Please repeat the records below exactly, from the first line through the line containing "[[379,477],[159,384],[127,680]]", and nothing more.

--- Source material Enclosed Below ---

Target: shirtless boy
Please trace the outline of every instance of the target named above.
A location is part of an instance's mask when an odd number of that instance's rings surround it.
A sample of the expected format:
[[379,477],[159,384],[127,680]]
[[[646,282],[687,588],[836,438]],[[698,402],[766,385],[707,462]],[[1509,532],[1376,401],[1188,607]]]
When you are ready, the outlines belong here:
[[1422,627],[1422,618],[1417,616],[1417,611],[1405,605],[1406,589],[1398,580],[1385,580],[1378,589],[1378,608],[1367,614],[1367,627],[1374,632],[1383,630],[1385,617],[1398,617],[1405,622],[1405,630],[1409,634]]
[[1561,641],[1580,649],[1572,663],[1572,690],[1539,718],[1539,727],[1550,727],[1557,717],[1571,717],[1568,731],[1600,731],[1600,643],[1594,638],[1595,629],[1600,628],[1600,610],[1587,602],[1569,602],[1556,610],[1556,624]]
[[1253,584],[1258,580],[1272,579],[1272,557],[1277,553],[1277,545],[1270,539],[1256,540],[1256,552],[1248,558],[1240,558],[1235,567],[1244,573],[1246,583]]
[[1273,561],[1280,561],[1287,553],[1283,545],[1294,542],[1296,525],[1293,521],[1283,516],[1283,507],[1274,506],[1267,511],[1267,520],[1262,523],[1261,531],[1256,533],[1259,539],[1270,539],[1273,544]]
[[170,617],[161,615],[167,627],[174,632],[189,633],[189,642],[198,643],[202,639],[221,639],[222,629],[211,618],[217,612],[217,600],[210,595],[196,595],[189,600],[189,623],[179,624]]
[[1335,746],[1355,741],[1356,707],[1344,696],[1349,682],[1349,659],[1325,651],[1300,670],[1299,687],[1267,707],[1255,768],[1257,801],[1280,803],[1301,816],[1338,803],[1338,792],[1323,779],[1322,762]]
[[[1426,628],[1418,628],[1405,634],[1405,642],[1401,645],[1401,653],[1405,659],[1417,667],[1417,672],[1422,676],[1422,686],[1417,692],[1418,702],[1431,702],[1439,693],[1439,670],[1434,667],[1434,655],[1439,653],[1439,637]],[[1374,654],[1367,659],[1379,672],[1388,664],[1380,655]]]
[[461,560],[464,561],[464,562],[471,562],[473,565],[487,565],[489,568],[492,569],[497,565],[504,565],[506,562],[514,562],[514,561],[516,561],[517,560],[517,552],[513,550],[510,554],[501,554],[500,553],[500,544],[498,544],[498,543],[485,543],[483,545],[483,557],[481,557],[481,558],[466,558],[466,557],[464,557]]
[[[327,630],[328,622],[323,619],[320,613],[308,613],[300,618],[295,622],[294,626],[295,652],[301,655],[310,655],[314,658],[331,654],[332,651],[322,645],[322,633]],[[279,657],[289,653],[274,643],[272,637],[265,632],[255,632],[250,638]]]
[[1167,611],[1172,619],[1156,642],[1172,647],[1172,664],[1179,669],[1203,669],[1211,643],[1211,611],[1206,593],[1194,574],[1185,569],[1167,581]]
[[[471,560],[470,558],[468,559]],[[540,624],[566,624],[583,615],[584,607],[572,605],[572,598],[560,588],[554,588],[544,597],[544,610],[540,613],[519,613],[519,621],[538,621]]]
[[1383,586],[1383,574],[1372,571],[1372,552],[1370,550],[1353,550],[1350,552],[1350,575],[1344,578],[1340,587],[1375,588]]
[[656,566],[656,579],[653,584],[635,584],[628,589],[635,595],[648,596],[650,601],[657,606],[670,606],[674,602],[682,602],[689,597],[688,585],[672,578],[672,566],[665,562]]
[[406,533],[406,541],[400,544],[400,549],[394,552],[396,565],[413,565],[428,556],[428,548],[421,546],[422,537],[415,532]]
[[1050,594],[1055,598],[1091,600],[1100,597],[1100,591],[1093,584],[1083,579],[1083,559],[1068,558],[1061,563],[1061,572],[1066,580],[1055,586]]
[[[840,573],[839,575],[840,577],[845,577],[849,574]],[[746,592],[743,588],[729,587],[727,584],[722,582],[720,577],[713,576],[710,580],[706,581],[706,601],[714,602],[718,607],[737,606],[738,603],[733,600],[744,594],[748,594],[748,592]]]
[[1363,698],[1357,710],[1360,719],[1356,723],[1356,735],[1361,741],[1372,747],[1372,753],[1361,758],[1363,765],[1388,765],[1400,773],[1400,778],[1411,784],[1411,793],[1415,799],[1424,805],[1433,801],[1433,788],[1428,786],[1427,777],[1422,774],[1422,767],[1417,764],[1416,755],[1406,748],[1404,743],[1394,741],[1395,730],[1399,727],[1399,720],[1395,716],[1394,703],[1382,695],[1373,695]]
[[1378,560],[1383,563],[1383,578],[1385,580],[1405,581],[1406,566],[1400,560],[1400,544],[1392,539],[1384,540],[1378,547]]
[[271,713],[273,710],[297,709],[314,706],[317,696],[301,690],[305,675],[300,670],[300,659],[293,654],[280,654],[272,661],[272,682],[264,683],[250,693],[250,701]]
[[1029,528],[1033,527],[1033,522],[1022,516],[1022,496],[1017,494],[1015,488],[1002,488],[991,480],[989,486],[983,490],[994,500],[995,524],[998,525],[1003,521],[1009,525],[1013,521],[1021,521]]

--- End of Enclosed Source material ---

■ **Exercise solution**
Target: shirtless boy
Please trace the outline of every instance of the target named above.
A location is part of an instance's mask when an odd number of that instance's rings surround it.
A sample of the expected format:
[[379,477],[159,384],[127,680]]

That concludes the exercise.